** start of Exercise data **

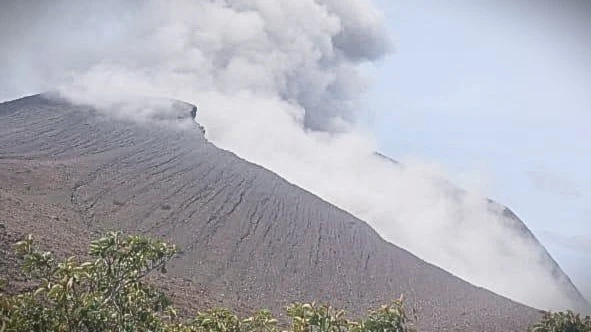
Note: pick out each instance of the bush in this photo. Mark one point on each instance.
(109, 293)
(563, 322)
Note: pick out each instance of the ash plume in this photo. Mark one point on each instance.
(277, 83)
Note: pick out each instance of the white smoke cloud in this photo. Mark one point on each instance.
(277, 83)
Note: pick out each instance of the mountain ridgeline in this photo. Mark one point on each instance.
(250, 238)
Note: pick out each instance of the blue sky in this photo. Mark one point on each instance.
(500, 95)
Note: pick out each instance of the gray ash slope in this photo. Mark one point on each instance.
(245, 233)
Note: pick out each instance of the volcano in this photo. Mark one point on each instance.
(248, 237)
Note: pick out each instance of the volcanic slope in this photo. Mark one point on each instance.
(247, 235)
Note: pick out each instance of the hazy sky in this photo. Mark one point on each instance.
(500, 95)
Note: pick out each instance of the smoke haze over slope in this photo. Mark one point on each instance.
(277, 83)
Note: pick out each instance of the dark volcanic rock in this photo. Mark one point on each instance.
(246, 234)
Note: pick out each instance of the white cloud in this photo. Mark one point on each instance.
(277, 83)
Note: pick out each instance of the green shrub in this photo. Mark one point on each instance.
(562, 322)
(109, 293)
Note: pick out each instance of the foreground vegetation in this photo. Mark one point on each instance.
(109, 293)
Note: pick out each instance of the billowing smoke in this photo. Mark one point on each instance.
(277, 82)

** end of Exercise data **
** start of Exercise data **

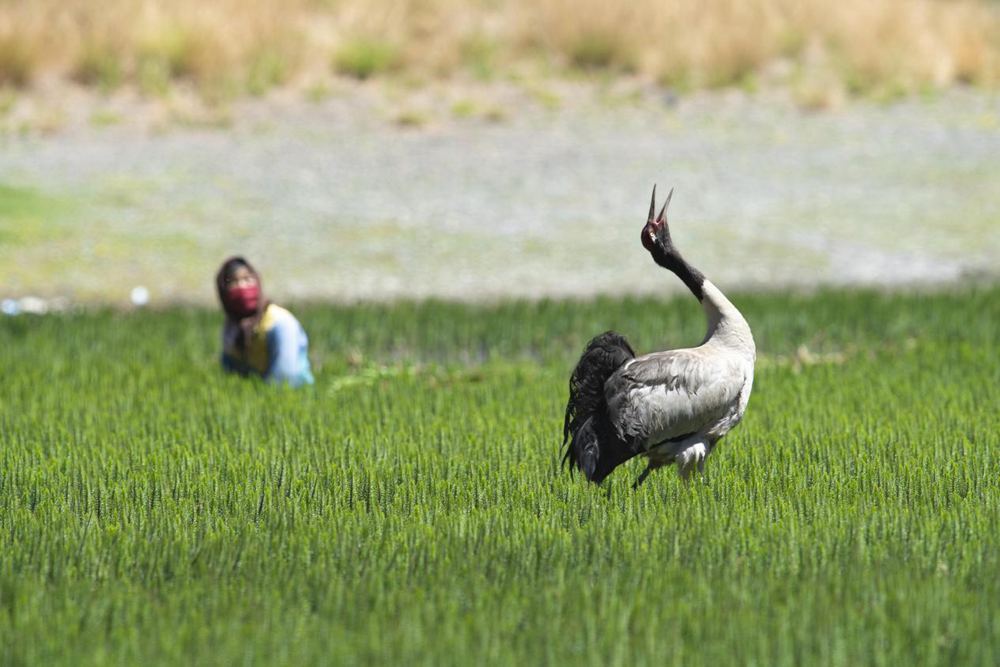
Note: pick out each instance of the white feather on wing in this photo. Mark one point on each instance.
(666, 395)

** end of Exercise data **
** start of Exercise data **

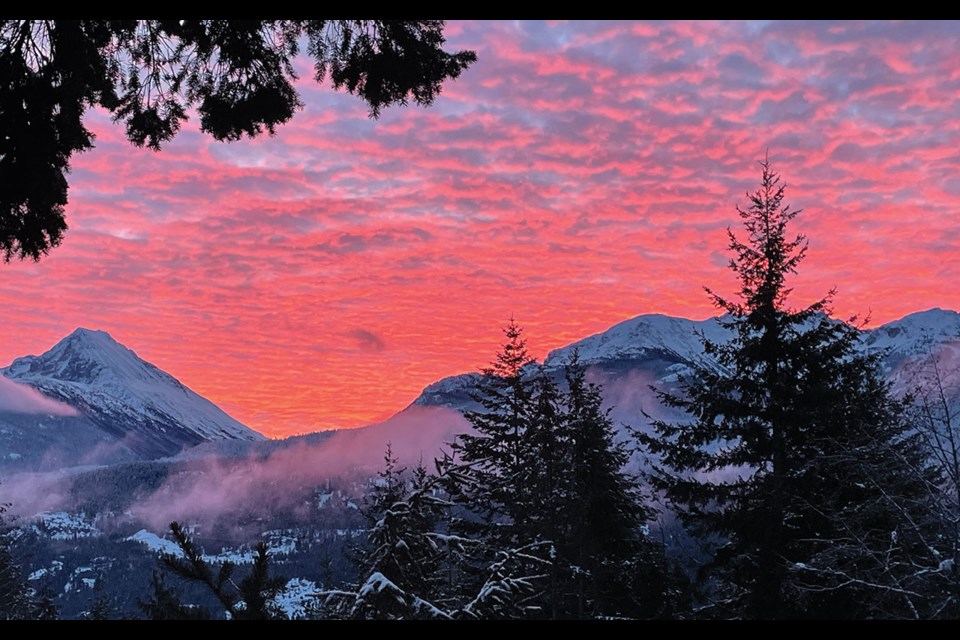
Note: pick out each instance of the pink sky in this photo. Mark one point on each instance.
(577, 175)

** end of Exercise data **

> What you have to do: Show each line in the items above that contains the string "slope". Matching is case-sensitive.

> Reply:
Note: pick out each instance of the gray ash slope in this photo. Mark one point on each instance.
Note: pick out each instance of the volcanic slope in this photo. Mark one point on each instance.
Note: pick out each instance of the smoke haze over slope in this photo. Mark one point on each instance.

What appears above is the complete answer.